BEGIN Extracted data

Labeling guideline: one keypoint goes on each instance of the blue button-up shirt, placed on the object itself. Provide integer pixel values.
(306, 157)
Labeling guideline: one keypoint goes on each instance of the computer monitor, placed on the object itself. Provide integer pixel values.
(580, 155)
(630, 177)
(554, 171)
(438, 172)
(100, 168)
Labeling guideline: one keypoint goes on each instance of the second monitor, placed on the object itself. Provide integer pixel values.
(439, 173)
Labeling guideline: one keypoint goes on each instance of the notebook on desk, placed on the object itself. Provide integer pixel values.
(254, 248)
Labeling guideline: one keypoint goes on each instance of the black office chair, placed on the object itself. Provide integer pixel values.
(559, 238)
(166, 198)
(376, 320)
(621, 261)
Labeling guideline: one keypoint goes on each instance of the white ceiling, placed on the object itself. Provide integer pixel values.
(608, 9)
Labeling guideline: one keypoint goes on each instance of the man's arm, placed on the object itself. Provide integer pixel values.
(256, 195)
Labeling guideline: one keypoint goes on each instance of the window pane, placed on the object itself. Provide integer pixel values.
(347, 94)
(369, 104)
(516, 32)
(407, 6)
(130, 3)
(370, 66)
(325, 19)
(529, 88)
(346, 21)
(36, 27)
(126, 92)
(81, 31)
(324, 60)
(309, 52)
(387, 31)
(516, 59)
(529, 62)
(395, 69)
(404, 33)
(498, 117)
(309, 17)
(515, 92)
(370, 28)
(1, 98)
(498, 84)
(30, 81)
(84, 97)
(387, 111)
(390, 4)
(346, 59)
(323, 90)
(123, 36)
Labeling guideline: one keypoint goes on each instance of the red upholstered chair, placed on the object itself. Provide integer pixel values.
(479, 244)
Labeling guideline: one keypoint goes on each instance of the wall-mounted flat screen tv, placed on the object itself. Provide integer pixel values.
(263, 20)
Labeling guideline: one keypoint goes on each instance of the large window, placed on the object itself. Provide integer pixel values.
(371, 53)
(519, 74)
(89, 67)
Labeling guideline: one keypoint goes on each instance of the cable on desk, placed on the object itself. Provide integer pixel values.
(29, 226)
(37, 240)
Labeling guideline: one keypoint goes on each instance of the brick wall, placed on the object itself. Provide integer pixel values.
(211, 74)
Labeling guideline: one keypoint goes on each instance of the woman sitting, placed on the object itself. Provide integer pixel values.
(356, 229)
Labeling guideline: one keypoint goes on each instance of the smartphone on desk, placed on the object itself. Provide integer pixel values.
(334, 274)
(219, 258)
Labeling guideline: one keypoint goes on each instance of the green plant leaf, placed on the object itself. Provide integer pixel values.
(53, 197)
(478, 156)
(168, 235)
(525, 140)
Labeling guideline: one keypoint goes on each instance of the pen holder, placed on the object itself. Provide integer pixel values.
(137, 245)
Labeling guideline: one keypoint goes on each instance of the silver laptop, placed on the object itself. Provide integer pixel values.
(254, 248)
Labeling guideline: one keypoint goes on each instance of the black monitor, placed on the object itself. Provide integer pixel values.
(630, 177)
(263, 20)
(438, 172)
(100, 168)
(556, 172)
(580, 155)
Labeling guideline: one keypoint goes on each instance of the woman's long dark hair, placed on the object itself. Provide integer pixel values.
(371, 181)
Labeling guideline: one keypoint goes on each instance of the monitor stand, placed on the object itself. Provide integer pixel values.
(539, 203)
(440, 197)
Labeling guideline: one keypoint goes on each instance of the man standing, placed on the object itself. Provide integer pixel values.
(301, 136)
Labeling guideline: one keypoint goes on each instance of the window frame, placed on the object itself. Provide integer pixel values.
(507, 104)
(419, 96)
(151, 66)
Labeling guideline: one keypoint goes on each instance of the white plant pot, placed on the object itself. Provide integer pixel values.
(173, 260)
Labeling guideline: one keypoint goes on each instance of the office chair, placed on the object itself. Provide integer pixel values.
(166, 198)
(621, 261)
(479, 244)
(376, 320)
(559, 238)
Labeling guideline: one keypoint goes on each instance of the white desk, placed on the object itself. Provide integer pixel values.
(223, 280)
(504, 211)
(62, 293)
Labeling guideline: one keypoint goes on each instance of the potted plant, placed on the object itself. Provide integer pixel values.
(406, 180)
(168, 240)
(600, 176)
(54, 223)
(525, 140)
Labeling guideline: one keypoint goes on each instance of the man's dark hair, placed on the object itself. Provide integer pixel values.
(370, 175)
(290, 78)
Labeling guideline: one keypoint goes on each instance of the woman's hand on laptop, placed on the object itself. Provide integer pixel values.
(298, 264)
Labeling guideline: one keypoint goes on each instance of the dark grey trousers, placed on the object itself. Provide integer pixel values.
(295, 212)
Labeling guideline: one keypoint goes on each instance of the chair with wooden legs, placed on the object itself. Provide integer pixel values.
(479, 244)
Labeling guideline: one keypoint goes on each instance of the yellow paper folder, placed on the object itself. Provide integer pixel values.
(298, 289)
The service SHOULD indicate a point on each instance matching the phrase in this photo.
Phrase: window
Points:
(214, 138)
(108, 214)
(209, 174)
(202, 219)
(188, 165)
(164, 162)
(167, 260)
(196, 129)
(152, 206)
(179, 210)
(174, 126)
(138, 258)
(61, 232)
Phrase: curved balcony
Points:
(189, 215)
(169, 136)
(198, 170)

END Extracted data

Problem to solve: Copy down the entries exactly, leaving out no line.

Your response:
Labeling guideline: one keypoint goes on each instance of the blue button-up shirt, placed on the object itself. Provide integer pixel values.
(306, 157)
Labeling guideline: one keypoint goes on each instance of the computer monitor, placed on the object itself. Provide integer pixel values.
(580, 155)
(630, 177)
(554, 171)
(438, 172)
(100, 168)
Labeling guideline: one keypoint goes on each instance of the second monitor, placed on the object itself. Provide integer pixel values.
(439, 173)
Labeling guideline: one keypoint goes on each instance of the notebook on desk, placed on the object itself. Provide integer pixel values.
(254, 248)
Labeling guideline: one keypoint goes on each instance of the black office chair, placed on the object itself. Provide integer pixel values.
(559, 238)
(166, 198)
(376, 320)
(621, 261)
Labeling guideline: one keypoint goes on each instance of the white ceiling, placed on the object itself. Provide integer pixel values.
(608, 9)
Labeling guideline: one keypoint goes on each instance of the man's arm, placed on the object itself. Provide integer pixel values.
(256, 195)
Labeling guideline: one keypoint goes on each instance of the window pane, placed on the object itself. Provide integer pixel values.
(347, 94)
(369, 104)
(516, 32)
(407, 6)
(130, 3)
(370, 66)
(325, 19)
(529, 88)
(346, 21)
(36, 27)
(126, 92)
(81, 31)
(324, 60)
(309, 52)
(387, 31)
(516, 59)
(529, 62)
(395, 69)
(404, 33)
(498, 117)
(309, 17)
(515, 92)
(370, 28)
(1, 98)
(498, 84)
(30, 81)
(84, 97)
(387, 111)
(390, 4)
(346, 59)
(323, 90)
(123, 36)
Labeling guideline: one keypoint goes on each instance of the red upholstered chair, placed on the object itself. Provide integer pixel values.
(479, 244)
Labeling guideline: one keypoint goes on each instance of the wall-mounted flat screen tv, placed on the object itself. Provide integer pixel values.
(263, 20)
Labeling guideline: one keypoint goes on each instance of the large window, placed on the object itself. Provide integer pixel values.
(371, 53)
(519, 74)
(89, 67)
Labeling guideline: one keypoint goes on each instance of the cable on desk, placed on the object itself. Provide integer pixel values.
(29, 226)
(37, 240)
Labeling guideline: one keypoint goes on each instance of the brick wall, placed on the object itself. Provide integer pixel values.
(211, 74)
Labeling guideline: one keypoint goes on each instance of the woman sitting, placed on the object itself. Provide integer pixel values.
(356, 229)
Labeling guideline: one keypoint goes on each instance of the smartphone on desk, placed on the object itself. Provide integer pixel values.
(334, 274)
(219, 258)
Labeling guideline: one keypoint goes on each instance of the green plant leaf, placed on the object itself. Provide integer pixel values.
(53, 197)
(478, 156)
(168, 235)
(525, 140)
Labeling guideline: one keypoint goes on each instance of the pen holder, placed on the object itself. Provide integer pixel values.
(137, 245)
Labeling guideline: one keypoint goes on each instance of the silver laptop, placed on the object itself. Provide integer pixel values.
(254, 248)
Labeling guideline: one keypoint goes on each instance of the black monitor, placed on the object itself. Provide integer pixel values.
(630, 177)
(263, 20)
(438, 172)
(100, 168)
(556, 172)
(580, 155)
Labeling guideline: one keypoint goes on each instance of the woman's long dark hair, placed on the object itself. Provide integer pixel values.
(371, 181)
Labeling guideline: one keypoint goes on each instance of the monitor stand, placed on the object itself. Provide integer pixel values.
(539, 203)
(440, 197)
Labeling guideline: one keypoint goes on each instance of the man standing, placed on the object itself. Provide integer pixel values.
(301, 136)
Labeling guideline: one keypoint goes on each instance of the window frame, placed on the object itself. Provide integer pixel values.
(507, 104)
(419, 96)
(151, 66)
Labeling guideline: one keypoint goes on each instance of the white plant pot, placed on the object itself. Provide integer pixel values.
(173, 260)
Labeling guideline: one keypoint goes on each instance of the office chair, placed on the object itself. Provide integer pixel values.
(166, 198)
(621, 261)
(479, 244)
(376, 320)
(559, 238)
Labeling guideline: one keypoint goes on each instance of the white desk, placed on the object itself. Provide integer pixel values.
(223, 280)
(504, 211)
(62, 293)
Labeling guideline: one keypoint goes on each instance of the potted plant, placed on the object itself. Provide integer pixel values.
(406, 180)
(168, 240)
(600, 176)
(54, 223)
(525, 140)
Labeling guideline: one keypoint goes on each instance of the man's dark hair, placed on the object itself. Provide integer pixel values.
(370, 175)
(290, 78)
Labeling guideline: one keypoint goes on each instance of the woman's hand on laptop, placed on the object itself. Provide integer pixel values.
(298, 264)
Labeling guideline: one keypoint goes on each instance of the dark grey trousers, placed on the object itself. Provide integer pixel values.
(295, 212)
Labeling guideline: one keypoint goes on each instance of the chair with wooden legs, placed on the object itself. Provide integer pixel values.
(479, 244)
Labeling guideline: one keypoint goes on each instance of the yellow paper folder, placed on the object itself. Provide integer pixel values.
(298, 289)
The service SHOULD indicate a point on each instance matching the phrase in this photo.
Phrase: window
Points:
(214, 138)
(108, 214)
(209, 174)
(202, 219)
(188, 165)
(164, 162)
(167, 260)
(196, 129)
(152, 206)
(179, 210)
(174, 126)
(138, 258)
(61, 232)
Phrase: curved balcony
Points:
(189, 215)
(169, 136)
(198, 170)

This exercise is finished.